▶ DIRECTIONS FOR THIS TASK
Rewrite everything from the line containing "Target: dark rock" down to the line containing "[[82, 296], [36, 278], [0, 273], [0, 300], [82, 300]]", renaming "sample" to "example" and leaving all else unchanged.
*** INPUT DATA
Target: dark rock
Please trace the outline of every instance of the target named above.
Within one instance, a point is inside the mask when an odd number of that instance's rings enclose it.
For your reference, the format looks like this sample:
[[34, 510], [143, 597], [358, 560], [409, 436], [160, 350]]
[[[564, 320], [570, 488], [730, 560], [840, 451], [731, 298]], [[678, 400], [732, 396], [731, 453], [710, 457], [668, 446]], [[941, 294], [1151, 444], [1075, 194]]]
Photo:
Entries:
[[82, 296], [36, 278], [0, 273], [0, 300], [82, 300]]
******
*** INPUT DATA
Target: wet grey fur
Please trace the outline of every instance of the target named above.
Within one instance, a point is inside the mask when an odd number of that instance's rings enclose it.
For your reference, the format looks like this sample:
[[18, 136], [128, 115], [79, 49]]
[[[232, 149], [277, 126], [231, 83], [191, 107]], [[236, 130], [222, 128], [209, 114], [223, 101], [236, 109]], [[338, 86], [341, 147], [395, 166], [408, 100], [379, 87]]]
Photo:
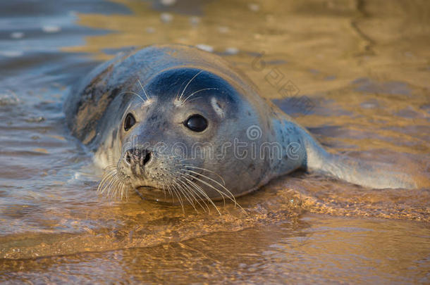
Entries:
******
▶ FULL ANSWER
Target: dark rock
Please trace the outline of every instance of the target named above.
Within one instance, a point is inside the mask when an odd number of that instance's rings enclose it.
For your reference, the format looks like this example:
[[34, 510], [143, 597], [358, 560], [409, 436], [160, 350]]
[[[564, 320], [570, 488], [730, 560], [840, 451], [731, 298]], [[678, 400], [732, 396], [731, 453], [710, 457], [668, 446]], [[941, 294], [1151, 444], [1075, 194]]]
Photo:
Entries:
[[82, 296], [36, 278], [0, 273], [0, 300], [82, 300]]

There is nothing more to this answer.